━━━ Records

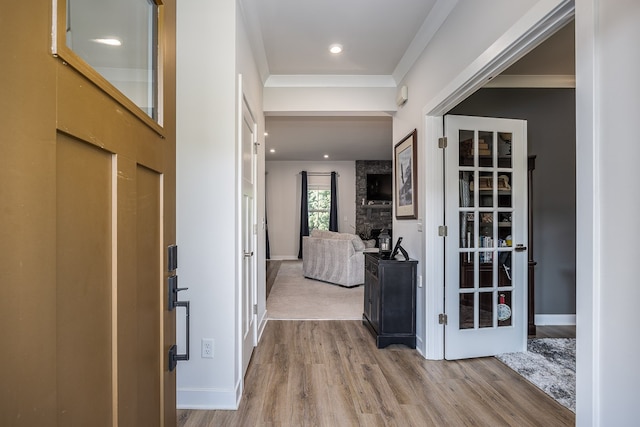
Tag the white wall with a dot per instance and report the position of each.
(608, 105)
(207, 193)
(450, 53)
(283, 201)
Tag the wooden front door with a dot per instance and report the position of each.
(88, 209)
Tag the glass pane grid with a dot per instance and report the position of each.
(485, 220)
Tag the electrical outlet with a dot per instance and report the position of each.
(207, 348)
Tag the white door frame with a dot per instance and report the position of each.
(544, 19)
(246, 254)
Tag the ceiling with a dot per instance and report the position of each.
(376, 34)
(292, 37)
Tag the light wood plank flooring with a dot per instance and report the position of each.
(329, 373)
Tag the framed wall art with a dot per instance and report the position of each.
(406, 176)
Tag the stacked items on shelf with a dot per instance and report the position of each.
(486, 242)
(483, 148)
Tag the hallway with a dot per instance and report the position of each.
(329, 373)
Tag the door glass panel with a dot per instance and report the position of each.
(466, 148)
(504, 268)
(485, 149)
(119, 40)
(466, 229)
(486, 310)
(466, 311)
(485, 272)
(485, 189)
(504, 190)
(504, 149)
(467, 270)
(505, 308)
(466, 192)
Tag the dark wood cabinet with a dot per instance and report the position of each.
(390, 300)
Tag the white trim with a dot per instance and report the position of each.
(588, 220)
(555, 319)
(544, 19)
(525, 81)
(284, 258)
(206, 398)
(326, 80)
(433, 190)
(532, 29)
(438, 14)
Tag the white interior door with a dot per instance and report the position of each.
(248, 135)
(485, 249)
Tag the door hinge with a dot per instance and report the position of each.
(442, 319)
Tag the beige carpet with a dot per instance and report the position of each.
(295, 297)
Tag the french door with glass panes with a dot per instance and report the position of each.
(486, 217)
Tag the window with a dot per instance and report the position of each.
(319, 205)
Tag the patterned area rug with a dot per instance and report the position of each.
(294, 297)
(550, 364)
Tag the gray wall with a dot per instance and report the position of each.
(551, 134)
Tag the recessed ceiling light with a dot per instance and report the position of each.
(110, 42)
(335, 48)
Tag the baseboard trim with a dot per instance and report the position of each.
(284, 258)
(555, 319)
(206, 398)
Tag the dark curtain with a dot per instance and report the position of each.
(333, 212)
(304, 211)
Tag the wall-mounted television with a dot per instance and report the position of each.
(379, 187)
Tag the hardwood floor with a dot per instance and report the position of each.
(329, 373)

━━━━━━

Write out the listing above as a numbered list with no blank lines, and leave out the pictures.

--- Expected answer ---
1. Tag the white wall with a dot per instance and report the position of each.
2. (608, 105)
3. (207, 193)
4. (450, 53)
5. (283, 201)
6. Tag the wooden front door with a dot per instance and report the position of each.
7. (88, 209)
8. Tag the glass pane grid with a dot per instance and report the position of each.
9. (485, 220)
10. Tag the electrical outlet with a dot per instance and report the position of each.
11. (207, 348)
12. Tag the white door frame with a dot per instance and report the position of each.
13. (544, 19)
14. (246, 254)
15. Tag the ceiling with a dot per instance and report the position of each.
16. (376, 34)
17. (292, 37)
18. Tag the light wood plank flooring with a dot per instance and report the position of each.
19. (329, 373)
20. Tag the framed wall art with a dot per instance and report the position of each.
21. (406, 176)
22. Tag the stacked items on shelf with a dot per instance and report the position of each.
23. (486, 242)
24. (483, 148)
25. Tag the hallway with a dot per instance and report the position of each.
26. (329, 373)
27. Tag the door glass panel with a dot per instance and report the position of each.
28. (466, 148)
29. (504, 268)
30. (485, 149)
31. (119, 40)
32. (466, 229)
33. (486, 310)
34. (466, 311)
35. (485, 272)
36. (485, 189)
37. (504, 190)
38. (504, 149)
39. (467, 270)
40. (505, 308)
41. (466, 192)
42. Tag the dark wood cabinet with a dot per instance and report the position of each.
43. (390, 300)
44. Tag the white trim with a dot per instance and report the position of each.
45. (588, 220)
46. (555, 319)
47. (544, 19)
48. (525, 81)
49. (284, 258)
50. (206, 398)
51. (326, 80)
52. (433, 190)
53. (532, 29)
54. (438, 14)
55. Tag the white interior door with a dot per instance and report the position of each.
56. (248, 135)
57. (485, 249)
58. Tag the door hinge with a dot per instance and report the position of each.
59. (442, 319)
60. Tag the beige carpet with a dot per instance and report the position of each.
61. (295, 297)
62. Tag the french door with glass panes with a dot per instance and report the position of each.
63. (486, 217)
64. Tag the window with a dot per instance and report the position of each.
65. (319, 205)
66. Tag the patterned area rug with a dot per instance and report the position of each.
67. (294, 297)
68. (550, 364)
69. Tag the gray wall with a dot per instance and report the position of each.
70. (551, 134)
71. Tag the recessed ceiling light with a dot per instance and report the position of each.
72. (110, 42)
73. (335, 48)
74. Tag the baseboard trim with a dot per instance and report the position of each.
75. (284, 258)
76. (555, 319)
77. (206, 398)
78. Tag the dark curtain with a dot per instance and report the position of each.
79. (333, 212)
80. (304, 211)
81. Tag the wall-mounted television with a dot per instance and report the position of each.
82. (379, 187)
83. Tag the hardwood floor with a dot per instance and report the position of each.
84. (329, 373)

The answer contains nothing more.